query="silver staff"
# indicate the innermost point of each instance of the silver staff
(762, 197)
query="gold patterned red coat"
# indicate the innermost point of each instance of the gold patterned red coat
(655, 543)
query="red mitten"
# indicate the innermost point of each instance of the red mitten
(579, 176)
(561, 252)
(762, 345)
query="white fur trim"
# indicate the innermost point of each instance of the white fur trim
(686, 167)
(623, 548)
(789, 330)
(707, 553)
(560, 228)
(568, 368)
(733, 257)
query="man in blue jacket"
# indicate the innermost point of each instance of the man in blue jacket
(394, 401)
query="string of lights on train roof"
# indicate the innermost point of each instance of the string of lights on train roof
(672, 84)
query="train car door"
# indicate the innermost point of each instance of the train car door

● Your goal:
Repeat the entries above with each "innermost" switched to "central", leaving everything else unchanged.

● Result of the exercise:
query="silver staff"
# indicate the central point of each instance of the silver staff
(762, 197)
query="gold patterned red coat"
# indicate the central point of each instance of the gold patterned red coat
(655, 543)
query="red mitten"
# indicate the central point of each instance of the red mitten
(579, 176)
(561, 252)
(762, 345)
query="white fur trim"
# indicate the central point of each instance of the white fur trim
(686, 167)
(623, 548)
(789, 330)
(707, 553)
(560, 228)
(568, 368)
(733, 257)
query="man in blue jacket"
# indicate the central point of each instance of the man in blue jacket
(394, 401)
query="string of lights on train roof"
# indicate the central point of each instance of the string of lights on train roof
(672, 84)
query="train car door"
# indicate the central point of each instance of the train car door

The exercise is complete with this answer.